= Instruction =
Copy out the lines in the listing below word for word, including every line of it, but omit the pictures from your copy.

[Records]
══════════════════════════════

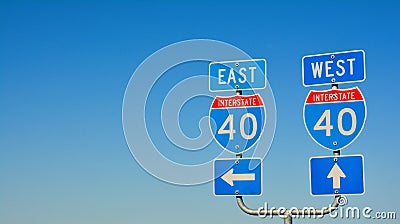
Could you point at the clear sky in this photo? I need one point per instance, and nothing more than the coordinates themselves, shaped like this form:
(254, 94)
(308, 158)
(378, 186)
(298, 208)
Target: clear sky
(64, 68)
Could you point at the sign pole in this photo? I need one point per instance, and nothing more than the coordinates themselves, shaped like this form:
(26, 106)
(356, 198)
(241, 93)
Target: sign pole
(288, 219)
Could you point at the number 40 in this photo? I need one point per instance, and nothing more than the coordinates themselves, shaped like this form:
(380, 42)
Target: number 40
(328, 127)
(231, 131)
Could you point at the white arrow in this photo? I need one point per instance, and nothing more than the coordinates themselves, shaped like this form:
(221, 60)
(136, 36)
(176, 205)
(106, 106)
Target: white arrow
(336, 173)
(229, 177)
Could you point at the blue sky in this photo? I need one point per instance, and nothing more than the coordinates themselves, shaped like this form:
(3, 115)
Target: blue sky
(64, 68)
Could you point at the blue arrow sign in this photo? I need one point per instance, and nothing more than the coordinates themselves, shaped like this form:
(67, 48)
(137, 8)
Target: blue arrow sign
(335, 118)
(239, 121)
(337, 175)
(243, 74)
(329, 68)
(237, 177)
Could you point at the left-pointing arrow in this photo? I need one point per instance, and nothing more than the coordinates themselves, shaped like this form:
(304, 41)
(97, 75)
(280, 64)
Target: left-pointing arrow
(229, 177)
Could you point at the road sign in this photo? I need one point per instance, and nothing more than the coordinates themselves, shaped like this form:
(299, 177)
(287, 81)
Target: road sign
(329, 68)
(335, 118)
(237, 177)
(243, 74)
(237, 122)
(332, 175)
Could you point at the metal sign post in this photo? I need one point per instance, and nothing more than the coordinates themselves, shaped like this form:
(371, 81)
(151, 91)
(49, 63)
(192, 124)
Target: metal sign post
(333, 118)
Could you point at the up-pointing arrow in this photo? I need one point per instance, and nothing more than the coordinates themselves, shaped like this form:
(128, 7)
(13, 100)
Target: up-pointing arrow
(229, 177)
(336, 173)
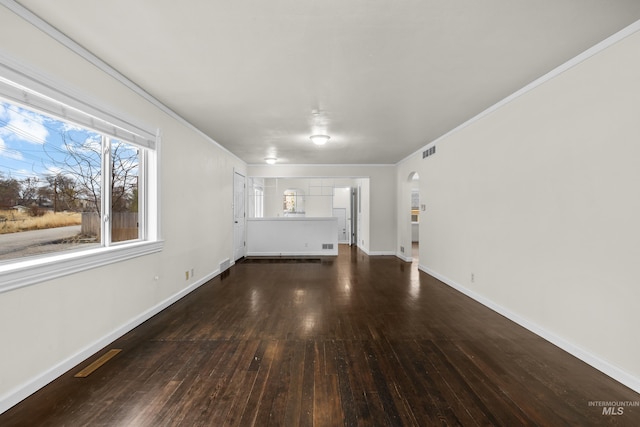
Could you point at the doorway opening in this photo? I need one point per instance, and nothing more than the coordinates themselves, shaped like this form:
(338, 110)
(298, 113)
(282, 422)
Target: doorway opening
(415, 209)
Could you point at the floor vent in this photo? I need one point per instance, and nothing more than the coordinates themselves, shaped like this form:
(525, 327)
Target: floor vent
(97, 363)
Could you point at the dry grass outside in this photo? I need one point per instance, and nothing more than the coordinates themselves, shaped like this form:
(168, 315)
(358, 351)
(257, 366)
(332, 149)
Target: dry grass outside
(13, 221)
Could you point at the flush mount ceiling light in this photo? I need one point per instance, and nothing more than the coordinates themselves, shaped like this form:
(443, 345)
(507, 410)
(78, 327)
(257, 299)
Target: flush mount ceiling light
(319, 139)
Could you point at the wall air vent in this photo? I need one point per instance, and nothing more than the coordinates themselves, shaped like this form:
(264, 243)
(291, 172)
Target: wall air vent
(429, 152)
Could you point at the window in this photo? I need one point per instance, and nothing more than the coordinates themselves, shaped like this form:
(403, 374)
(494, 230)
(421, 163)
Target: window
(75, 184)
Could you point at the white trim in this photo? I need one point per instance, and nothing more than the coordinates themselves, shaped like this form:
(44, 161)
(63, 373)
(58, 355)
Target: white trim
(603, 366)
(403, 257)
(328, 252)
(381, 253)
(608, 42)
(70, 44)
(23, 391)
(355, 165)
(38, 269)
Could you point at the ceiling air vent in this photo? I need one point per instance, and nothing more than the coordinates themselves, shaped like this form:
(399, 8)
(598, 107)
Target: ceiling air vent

══════════════════════════════

= Result of this task =
Could you point at the clear sky in this photo? I need one point per instance, and nothing more than the coordinates themselves, shaped like this form:
(254, 94)
(308, 158)
(378, 186)
(298, 208)
Target: clear sky
(64, 68)
Could you point at the sign pole in this photo? I need one point per instance, and nothing more than the coordinates themselves, shaped like this form:
(26, 106)
(356, 198)
(241, 93)
Target: sign pole
(288, 219)
Could you point at the number 40 in this photo? I need one point per instance, and nothing more than the coordinates themselves, shaped like this form:
(380, 42)
Target: number 40
(328, 127)
(231, 131)
Could you point at the white arrow in this photo? I need one point per instance, and nothing more than the coordinates themselves, shaped like this form:
(221, 60)
(136, 36)
(176, 205)
(106, 106)
Target: white arrow
(336, 173)
(229, 177)
Could you point at the blue sky in this photo? I need one point per instance, and nothing more than the coordinates themselves, shaped like this form:
(3, 115)
Target: blue sky
(64, 68)
Could you point at the blue arrow sign in this photo? I need one point per instance, and nothing more than the coordinates themselves, shaped like this form:
(67, 48)
(137, 8)
Target: blue arrow sign
(335, 118)
(239, 121)
(337, 175)
(243, 74)
(329, 68)
(237, 177)
Could you point at the left-pointing arrow in this photo? I need one point per instance, and nothing more than the coordinates themselves, shaped like this form:
(304, 41)
(97, 75)
(280, 64)
Target: left-pointing arrow
(229, 177)
Could you point at the road sign in this photo? I need one point per instance, and nothing more than the coordinates themselves, shaped like this form:
(299, 177)
(287, 81)
Target: road sign
(329, 68)
(335, 118)
(237, 177)
(243, 74)
(237, 122)
(332, 175)
Could you point at the metal sign post in this photo? I need one point per instance, and nothing more than the coordinates themselves, shaped like this form:
(371, 81)
(151, 91)
(49, 63)
(192, 124)
Target: metal sign post
(333, 118)
Could you point at the up-pointing arrow in this photo? I need one point per instance, and nothing more than the coordinates themselves, shaped like this form:
(128, 7)
(13, 100)
Target: up-pointing arrow
(229, 177)
(336, 173)
Could you point at the doorway opening in this photo? I need one point per instance, and nothing more than the coordinates themselves, shaped like this form:
(338, 110)
(298, 113)
(282, 422)
Target: doorway opening
(415, 209)
Could you point at the floor vent in this photo? I need one point per instance, and nothing more than the coordinates themselves, shaped like this form:
(525, 327)
Target: floor vent
(97, 363)
Could you point at the dry grass outside in this photo? I need one point per instance, and nothing more than the coordinates themselves, shaped like this form:
(168, 315)
(358, 351)
(257, 366)
(332, 149)
Target: dry grass outside
(13, 221)
Could you point at the flush mount ceiling light in this photo? I need one point per instance, and nothing more than the coordinates themselves, shaped like this form:
(443, 345)
(507, 410)
(78, 327)
(257, 299)
Target: flush mount ceiling light
(319, 139)
Could you point at the wall air vent in this photo? I need one point per instance, and nothing more than the coordinates themselves, shaped like this form:
(264, 243)
(291, 172)
Target: wall air vent
(429, 152)
Could you point at the window in this photo? I need one point per instance, and nothing more than the coordinates themselves, shaped like this form:
(403, 374)
(494, 230)
(421, 163)
Target: window
(75, 184)
Could you point at the white trim in this photo? I need one point per instance, and nothing more than the coordinates themselves, shaped like this form:
(44, 161)
(63, 373)
(58, 355)
Target: white trim
(603, 366)
(403, 257)
(328, 252)
(381, 253)
(608, 42)
(70, 44)
(23, 391)
(355, 165)
(38, 269)
Could you point at the ceiling air vent in this photo? I need one point per instance, and nothing more than the coordinates themselves, shaped like this form:
(399, 8)
(598, 107)
Target: ceiling air vent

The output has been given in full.